Position annotation records:
++++++++

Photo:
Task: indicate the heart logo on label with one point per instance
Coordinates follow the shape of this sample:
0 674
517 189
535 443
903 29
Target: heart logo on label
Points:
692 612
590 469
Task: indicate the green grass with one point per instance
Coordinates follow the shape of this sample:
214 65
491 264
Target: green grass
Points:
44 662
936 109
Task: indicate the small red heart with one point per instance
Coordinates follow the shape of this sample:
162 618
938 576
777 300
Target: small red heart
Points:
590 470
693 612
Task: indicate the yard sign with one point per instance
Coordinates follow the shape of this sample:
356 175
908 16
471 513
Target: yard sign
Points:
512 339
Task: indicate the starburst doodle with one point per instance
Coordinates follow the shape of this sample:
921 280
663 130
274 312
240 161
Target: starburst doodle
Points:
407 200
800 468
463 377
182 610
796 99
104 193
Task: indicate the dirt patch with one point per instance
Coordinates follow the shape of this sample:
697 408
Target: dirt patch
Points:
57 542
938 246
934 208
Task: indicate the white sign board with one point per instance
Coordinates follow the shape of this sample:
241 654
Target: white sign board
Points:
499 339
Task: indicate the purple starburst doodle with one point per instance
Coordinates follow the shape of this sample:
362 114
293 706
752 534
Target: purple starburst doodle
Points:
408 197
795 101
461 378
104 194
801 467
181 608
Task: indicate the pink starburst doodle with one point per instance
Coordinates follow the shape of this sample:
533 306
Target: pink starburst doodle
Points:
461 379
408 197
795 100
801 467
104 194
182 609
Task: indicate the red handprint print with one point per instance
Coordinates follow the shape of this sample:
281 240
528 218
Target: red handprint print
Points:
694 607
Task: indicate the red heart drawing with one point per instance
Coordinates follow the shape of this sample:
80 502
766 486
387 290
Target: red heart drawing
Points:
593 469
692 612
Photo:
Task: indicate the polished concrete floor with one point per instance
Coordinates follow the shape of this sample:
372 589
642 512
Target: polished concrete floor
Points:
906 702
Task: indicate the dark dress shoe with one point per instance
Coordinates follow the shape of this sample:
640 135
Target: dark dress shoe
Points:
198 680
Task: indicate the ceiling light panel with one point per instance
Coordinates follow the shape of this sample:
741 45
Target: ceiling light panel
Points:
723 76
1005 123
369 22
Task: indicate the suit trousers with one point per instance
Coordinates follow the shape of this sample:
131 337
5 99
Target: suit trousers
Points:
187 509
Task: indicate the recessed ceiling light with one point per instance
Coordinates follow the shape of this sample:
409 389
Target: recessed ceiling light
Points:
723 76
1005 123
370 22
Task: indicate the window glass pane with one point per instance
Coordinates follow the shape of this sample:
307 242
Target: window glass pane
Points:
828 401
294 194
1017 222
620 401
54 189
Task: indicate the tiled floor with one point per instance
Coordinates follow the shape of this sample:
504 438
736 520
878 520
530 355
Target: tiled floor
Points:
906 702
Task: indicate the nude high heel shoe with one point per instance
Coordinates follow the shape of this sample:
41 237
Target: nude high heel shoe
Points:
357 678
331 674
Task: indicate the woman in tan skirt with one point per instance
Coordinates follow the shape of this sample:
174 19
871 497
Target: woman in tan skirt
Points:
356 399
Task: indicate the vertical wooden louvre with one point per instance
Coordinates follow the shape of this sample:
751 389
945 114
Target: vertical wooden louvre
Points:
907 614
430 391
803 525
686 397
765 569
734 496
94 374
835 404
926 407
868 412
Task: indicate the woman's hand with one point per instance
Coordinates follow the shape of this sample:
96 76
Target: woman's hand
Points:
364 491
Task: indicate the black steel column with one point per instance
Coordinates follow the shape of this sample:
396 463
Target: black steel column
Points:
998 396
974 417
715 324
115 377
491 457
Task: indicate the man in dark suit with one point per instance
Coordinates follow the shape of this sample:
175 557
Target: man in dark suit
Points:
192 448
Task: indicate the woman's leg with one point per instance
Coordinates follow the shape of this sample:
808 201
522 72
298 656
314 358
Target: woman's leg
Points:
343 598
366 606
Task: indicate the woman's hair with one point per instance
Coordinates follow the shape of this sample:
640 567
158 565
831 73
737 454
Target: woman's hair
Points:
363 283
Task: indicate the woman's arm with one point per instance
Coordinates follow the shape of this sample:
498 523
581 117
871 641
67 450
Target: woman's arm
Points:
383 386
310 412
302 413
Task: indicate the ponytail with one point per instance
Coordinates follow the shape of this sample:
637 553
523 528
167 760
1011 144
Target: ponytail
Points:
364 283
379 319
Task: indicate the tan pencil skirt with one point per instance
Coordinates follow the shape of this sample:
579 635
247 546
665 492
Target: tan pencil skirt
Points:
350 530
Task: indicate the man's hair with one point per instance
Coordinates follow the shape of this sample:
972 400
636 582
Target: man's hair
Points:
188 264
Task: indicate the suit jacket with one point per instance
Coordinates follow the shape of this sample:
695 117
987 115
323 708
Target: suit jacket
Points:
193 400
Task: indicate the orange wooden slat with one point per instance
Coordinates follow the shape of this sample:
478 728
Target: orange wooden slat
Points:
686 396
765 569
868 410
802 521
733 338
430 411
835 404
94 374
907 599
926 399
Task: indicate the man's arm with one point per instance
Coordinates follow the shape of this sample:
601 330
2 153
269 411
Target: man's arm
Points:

++++++++

Switch every "indicate" in the records to "mark" and leave everything else unchanged.

Photo:
Task: mark the heart logo on label with one point per instance
Coordinates follow the shape of this sample:
0 674
517 189
535 443
903 29
Target: heart logo on label
Points:
692 612
590 469
Task: mark the green grass with one point per instance
Coordinates follow the shape of this sample:
214 65
491 264
Target: green grass
Points:
44 662
936 109
Task: mark the small red heart with one point per instance
Coordinates follow the shape of this sample:
162 618
938 576
777 300
Target: small red heart
Points:
590 470
693 612
Task: mark the yard sign with one point per instance
Coordinates follow the shape of this sample:
356 175
908 16
471 513
Target: yard sign
Points:
512 339
Task: mark the starburst doodle with one point per instance
Coordinates follow the shape of this sample:
921 280
663 130
274 312
240 161
Target: starburst doodle
Points:
407 200
800 468
463 377
182 610
796 99
104 193
Task: mark the dirt patch with one point per instance
Coordinates follow the shape of this sample:
697 408
Target: dirt patch
Points:
57 542
938 246
934 208
Task: mark the white sign board with one point per instance
Coordinates follow the shape of this sample:
241 654
Target: white sign board
Points:
499 339
Task: mark the purple starburst doodle with one point per instance
Coordinates follow the shape of this sample:
362 114
293 706
752 534
Target: purple starburst doodle
Points:
408 197
795 101
461 378
104 194
801 467
181 608
Task: mark the pink starburst doodle with one point per instance
Coordinates follow the shape of this sample:
533 306
Target: pink starburst doodle
Points:
461 379
408 197
795 100
801 467
104 194
182 609
Task: mark the red handprint print with one point per instance
Coordinates follow the shape of this sample:
281 240
528 218
Target: red handprint print
Points:
694 607
Task: mark the red heart drawing with one point per instance
Coordinates follow the shape of this sample:
80 502
766 486
387 290
Target: red heart drawing
Points:
593 469
692 612
Photo:
Task: mark the polished concrete floor with one point per instance
Coordinates follow the shape of this sample:
372 589
642 512
Target: polished concrete floor
Points:
906 702
Task: mark the dark dress shoe with one point per instance
Coordinates follow the shape of this sample:
640 135
Target: dark dress shoe
Points:
198 680
Task: mark the ceiling light panel with one point per instance
Coordinates follow the shape of this sample:
741 45
Target: ceiling light panel
Points:
723 76
1005 123
369 22
Task: mark the suit trousers with one point per instance
Coordinates follow the shape of this sample:
131 337
5 99
Target: suit trousers
Points:
187 509
Task: mark the recessed ceiling light with one point per instance
Coordinates follow the shape of this sample:
409 389
Target: recessed ceiling light
Points:
723 76
1005 123
370 22
Task: mark the window glass pane with one point per instance
Coordinates follow the shape of this sample:
307 242
Target: window glass pane
Points:
828 401
294 194
1017 222
620 401
54 189
Task: mark the tiled floor with one point per instance
Coordinates follow the shape of this sample:
504 438
736 520
878 520
530 355
Target: tiled floor
Points:
906 702
Task: mark the nude high heel shoe with one point per instance
Coordinates follow the shape of this sample:
41 237
Target: nude high heel shoe
Points:
357 678
331 674
Task: mark the woman in tan skirt with one point per instance
Coordinates follow the shape of this sample:
174 19
871 497
Target: woman in tan skirt
Points:
356 399
Task: mark the vertical wooden louvre with one point per instance
Coordinates follow the shape of this sample:
751 389
945 114
Target: vertical wooden louvre
Points:
907 614
430 391
803 525
686 397
765 569
734 496
94 374
835 404
926 407
868 412
Task: mark the woman's hand with one point per instance
Coordinates follow the shape of this sample:
96 76
Target: woman's hand
Points:
364 491
Task: mark the black steel column with one point per instance
Coordinates follow the shape of this sample:
396 463
Target: black steel column
Points:
998 396
974 417
715 324
115 377
491 457
Task: mark the man in dark suit with one point per instance
Coordinates follow the shape of this sample:
175 557
Target: man in dark suit
Points:
192 448
Task: mark the woman's leg with one point per instance
Coordinates follow the shape of this sample:
808 201
522 72
298 656
314 358
Target: woman's leg
Points:
343 598
366 606
Task: mark the woman's hair with one point per instance
Coordinates follow the shape of this sample:
640 567
158 565
831 73
737 454
Target: woman's hair
Points:
363 283
Task: mark the woman's arm with one point per instance
Coordinates follow the shape of this sample:
498 523
581 117
871 641
67 450
Target: woman's arm
Points:
383 386
310 412
302 413
Task: mark the ponytail with one point per instance
Coordinates follow the shape of this sample:
637 553
523 528
167 760
1011 144
Target: ponytail
Points:
364 283
379 319
Task: mark the tan pencil skirt with one point per instance
Coordinates follow the shape of this sample:
579 635
247 546
665 492
Target: tan pencil skirt
Points:
350 530
Task: mark the man's hair with one point per instance
Coordinates follow the shape of this sample:
972 400
636 582
Target: man's hair
Points:
188 264
Task: mark the suit jacket with one point per instance
Coordinates follow the shape of this sample:
695 117
987 115
323 708
Target: suit jacket
Points:
193 400
Task: mark the orange wooden slat with one point per instance
Coordinates follow the shape of this sample:
478 728
Target: orange wooden slat
Points:
686 396
765 569
868 410
802 521
733 338
430 411
835 404
94 374
907 599
926 399
Task: mark the man's arm with one point per instance
Coordinates follow the shape of this sample:
601 330
2 153
269 411
Target: man's arm
Points:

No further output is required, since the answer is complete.